## ЗАДАНИЕ 1:
Выпишите дословно отрывок из текста об уютной одежде: начните со слов «Думая об уютной» и остановитесь после слов «производят на окружающих.».
## ЗАДАНИЕ 2:
Продолжите текст об уютной одежде сразу после его последнего предложения.

## ИСХОДНЫЙ ТЕКСТ:
----------------------------------------

Думая об уютной одежде, я вспоминаю слова Марины о комфорте – не только физическом, но и культурном, эстетическом, да и просто личном. Ваше тело – это начало всех начал; точка отсчета, присутствующая в самых разных контекстах. Работаете ли вы дома? Носите ли униформу? Как влияют цвета и текстуры на ваше настроение? Я спросила мужа, что он думает о своих костюмах, и он ответил, что находит их уютными, потому что ощущает их надежность; что-то есть в них такое, что вселяет в него уверенность, – совсем как утренний кофе из чашки с коровой. Костюмов у него всего пара, и он знает, что они ему идут и какое впечатление они производят на окружающих.
Мода – это, кажется, совсем другая категория, в которой я мало что понимаю. Плохо это или хорошо, но когда думаю об одежде, мои мысли мгновенно переключаются на темно-синие спортивные штаны с вышитым логотипом школы моего ребенка на одной штанине. Или невесомый белый хлопковый банный халат, который на мне в этот самый момент – идеально сидящий и чистый. Отец всегда настаивал на том, чтобы мы ходили в носках, держали ноги в тепле. Если вдруг в промозглый мартовский день мы принимались носиться по дому босиком, он тут же спрашивал: «Где твои носки?» – словно мы сидели голышом на груде камней. Теперь я невольно ловлю себя на мысли, что заглядываю под стол, когда мои дети делают уроки, чтобы проверить, надели ли они носки. Мои французские кузены постоянно наматывают на себя парочку шарфов в любую погоду – это не только стильно, но и защищает от сквозняков. Еще я думаю о мягких флисовых кофтах, в которые одевала детей всю начальную школу. При виде их маленьких фигурок, закутанных во флис, я испытывала облегчение и внутренне расслаблялась: на какую бы крутую гору они ни забрались, я обеспечила им хотя бы минимальную защиту. И еще важное место в моем рейтинге уюта занимают кеды с высоким голенищем. Не знаю, носила ли я какую-либо другую обувь, когда мне было чуть за двадцать – в то время это был писк моды. Пальто в стиле милитари, десятки синих джинсов и единственный свитер овсяного цвета от J. Crew, который я носила с 1986 года. Поразительно, что все эти вещи заключают в себе идею тепла. Оно и понятно, ведь большую часть жизни я провела на холодном северо-востоке США. Но в то же время каждая ниточка хранит личные ощущения и эмоции.

----------------------------------------

## СТРОКИ:
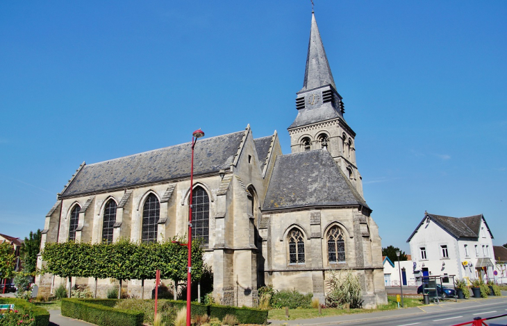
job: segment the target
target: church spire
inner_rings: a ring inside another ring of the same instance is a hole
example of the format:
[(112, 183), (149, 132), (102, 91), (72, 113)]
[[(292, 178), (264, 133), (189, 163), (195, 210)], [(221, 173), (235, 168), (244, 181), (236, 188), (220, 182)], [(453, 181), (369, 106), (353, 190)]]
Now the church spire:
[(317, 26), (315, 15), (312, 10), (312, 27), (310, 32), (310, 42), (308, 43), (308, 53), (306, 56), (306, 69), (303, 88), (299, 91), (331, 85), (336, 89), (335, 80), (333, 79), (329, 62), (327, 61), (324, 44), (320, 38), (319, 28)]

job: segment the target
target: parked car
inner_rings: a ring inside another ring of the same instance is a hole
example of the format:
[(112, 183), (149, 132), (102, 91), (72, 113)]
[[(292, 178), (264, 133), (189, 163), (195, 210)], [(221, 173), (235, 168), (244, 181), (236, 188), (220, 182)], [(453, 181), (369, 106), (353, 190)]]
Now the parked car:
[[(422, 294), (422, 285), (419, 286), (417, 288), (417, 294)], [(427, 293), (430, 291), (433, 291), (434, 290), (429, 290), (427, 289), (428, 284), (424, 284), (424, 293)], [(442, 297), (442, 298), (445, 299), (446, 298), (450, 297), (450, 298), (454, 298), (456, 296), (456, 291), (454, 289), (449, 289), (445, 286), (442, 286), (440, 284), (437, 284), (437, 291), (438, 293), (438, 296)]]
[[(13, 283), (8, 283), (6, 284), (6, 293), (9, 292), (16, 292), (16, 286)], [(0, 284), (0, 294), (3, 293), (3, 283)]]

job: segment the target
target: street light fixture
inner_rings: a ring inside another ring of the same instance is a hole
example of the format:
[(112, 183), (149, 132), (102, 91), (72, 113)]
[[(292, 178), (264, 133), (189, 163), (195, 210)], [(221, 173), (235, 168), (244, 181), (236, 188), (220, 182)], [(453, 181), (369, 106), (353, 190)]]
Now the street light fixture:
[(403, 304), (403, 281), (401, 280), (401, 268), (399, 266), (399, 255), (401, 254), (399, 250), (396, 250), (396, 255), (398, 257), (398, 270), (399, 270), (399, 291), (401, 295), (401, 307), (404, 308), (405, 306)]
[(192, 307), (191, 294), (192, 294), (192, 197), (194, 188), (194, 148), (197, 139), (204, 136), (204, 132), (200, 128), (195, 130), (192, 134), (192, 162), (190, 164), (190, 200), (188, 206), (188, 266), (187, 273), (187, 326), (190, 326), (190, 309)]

----------------------------------------

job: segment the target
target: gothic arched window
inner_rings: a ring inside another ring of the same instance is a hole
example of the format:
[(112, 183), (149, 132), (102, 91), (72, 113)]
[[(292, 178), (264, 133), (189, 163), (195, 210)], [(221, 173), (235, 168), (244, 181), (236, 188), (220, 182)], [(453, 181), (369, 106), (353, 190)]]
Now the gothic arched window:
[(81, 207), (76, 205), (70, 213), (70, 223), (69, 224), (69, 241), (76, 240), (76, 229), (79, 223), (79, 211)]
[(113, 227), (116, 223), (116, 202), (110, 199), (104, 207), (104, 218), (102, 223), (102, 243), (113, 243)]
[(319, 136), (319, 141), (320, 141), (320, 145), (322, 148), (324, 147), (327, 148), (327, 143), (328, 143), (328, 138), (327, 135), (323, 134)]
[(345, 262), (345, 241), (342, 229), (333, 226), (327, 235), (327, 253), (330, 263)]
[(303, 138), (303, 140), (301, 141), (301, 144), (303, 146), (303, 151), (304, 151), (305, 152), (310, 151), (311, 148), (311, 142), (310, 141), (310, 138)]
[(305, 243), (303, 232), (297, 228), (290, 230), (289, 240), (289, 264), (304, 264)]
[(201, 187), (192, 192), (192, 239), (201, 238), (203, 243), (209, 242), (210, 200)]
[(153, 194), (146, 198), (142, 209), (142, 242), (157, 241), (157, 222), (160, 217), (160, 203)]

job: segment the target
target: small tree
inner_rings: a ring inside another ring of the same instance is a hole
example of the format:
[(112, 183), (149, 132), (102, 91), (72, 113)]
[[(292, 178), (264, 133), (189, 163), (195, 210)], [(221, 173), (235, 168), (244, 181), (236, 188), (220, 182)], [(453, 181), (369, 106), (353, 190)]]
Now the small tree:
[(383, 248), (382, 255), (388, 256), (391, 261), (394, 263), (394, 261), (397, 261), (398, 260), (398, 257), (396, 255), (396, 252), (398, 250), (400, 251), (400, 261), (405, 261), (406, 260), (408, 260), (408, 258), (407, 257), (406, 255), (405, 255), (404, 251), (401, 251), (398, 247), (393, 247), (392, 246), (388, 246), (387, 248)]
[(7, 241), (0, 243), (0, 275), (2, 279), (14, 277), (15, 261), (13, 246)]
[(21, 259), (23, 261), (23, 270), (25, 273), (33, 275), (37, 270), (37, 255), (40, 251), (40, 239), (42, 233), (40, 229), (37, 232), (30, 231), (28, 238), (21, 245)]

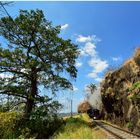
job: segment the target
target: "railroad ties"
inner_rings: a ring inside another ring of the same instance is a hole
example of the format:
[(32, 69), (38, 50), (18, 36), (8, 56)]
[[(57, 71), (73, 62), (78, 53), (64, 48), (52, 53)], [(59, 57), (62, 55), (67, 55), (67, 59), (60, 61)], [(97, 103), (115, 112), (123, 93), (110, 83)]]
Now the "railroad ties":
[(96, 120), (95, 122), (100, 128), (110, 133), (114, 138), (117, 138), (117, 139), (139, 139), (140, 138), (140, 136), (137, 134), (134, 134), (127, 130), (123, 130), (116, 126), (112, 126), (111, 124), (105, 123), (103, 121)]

----------------------------------------

## ОТВЕТ 1:
Думая об уютной одежде, я вспоминаю слова Марины о комфорте – не только физическом, но и культурном, эстетическом, да и просто личном. Ваше тело – это начало всех начал; точка отсчета, присутствующая в самых разных контекстах. Работаете ли вы дома? Носите ли униформу? Как влияют цвета и текстуры на ваше настроение? Я спросила мужа, что он думает о своих костюмах, и он ответил, что находит их уютными, потому что ощущает их надежность; что-то есть в них такое, что вселяет в него уверенность, – совсем как утренний кофе из чашки с коровой. Костюмов у него всего пара, и он знает, что они ему идут и какое впечатление они производят на окружающих.

## ОТВЕТ 2:
Одежда может служить связующим звеном с прошлыми поколениями – возможно, с теми, кого мы никогда и не знали. Я столько раз говорила комплименты друзьям по поводу пальто или платья, которое им особенно шло, и ничуть не удивлялась, слыша в ответ: «Это мне от бабушки досталось». А как часто влюбленные носят одежду друг друга, хранящую запах любимого человека, или дочери надевают подвенечные платья своих матерей! Помню, как моя племянница надела на бат-мицву[11] талит[12] своего отца. Хью и Томас хранят в верхнем ящике комода нагрудные платки, которые только и ждут момента, когда мальчики положат этот клочок шелка в нагрудный карман пиджака, чтобы производить впечатление истинных щеголей.
Мне всегда хотелось носить одежду из других культур – например, сари из Юго-Восточной Азии – ведь существует восемьдесят способов драпировки сари. Или североафриканские джеллабы с огромными капюшонами, используемыми не только как защита от солнца или от холода в горах, но и для переноски хлеба, купленного на рынке.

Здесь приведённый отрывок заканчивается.